BEGIN Passage shown

# LEE filters vs Multi-exposures



## fiend (May 27, 2012)

Hi!

I've been reading a lot on landscape photography on different forums, watched youtube-videos, read magazines and so on. What I've seen is that some use Multi exposure - shooting to ensure that details in shadows aswell as in skies are obtained. Some even turn them into HDR (with different styles).

The thing is that I've also seen lots of videos and articles that use advanced filters like the LEE Filters to obtain similiar result.

What are your opinions about the two different methods to take great landscape photos?
I guess that a polariser cant be done with multi exposures or in post processing, but the graduated ND-filters etc could be achieved?

What makes it worth the 500 euro to obtain the LEE filterholder, NDfilters, polariser etc.. vs just using multiple exposures instead?

Best regards!
Fredrik


----------



## sanj (May 29, 2012)

Good question Fredrik.
I have been thinking about this for a while too. My conclusion is that both methods work equally, it just depends upon the photographer.
I choose the multi exposure way as it gives bit more control and makes me travel lighter...
What has been your conclusion?


----------



## fiend (May 29, 2012)

My conclusion so far is that I will use multibracketing, except when I have to remove glare from water/surfaces.. and have to use a longer shutterspeed. Then I will be using the filters from LEE.

END Passage shown
BEGIN Data provided

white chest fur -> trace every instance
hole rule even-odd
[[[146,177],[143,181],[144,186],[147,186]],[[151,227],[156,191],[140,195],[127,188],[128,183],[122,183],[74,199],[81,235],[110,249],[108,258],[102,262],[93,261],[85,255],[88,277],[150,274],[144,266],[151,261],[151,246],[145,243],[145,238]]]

END Data provided

→ Stated exercise
Please retype the part of the forum thread above on LEE filters versus multiple exposures that starts with the words "## sanj (May" and ends with "upon the photographer.", keeping every word and mark unchanged.

→ Exercise response
## sanj (May 29, 2012)

Good question Fredrik.
I have been thinking about this for a while too. My conclusion is that both methods work equally, it just depends upon the photographer.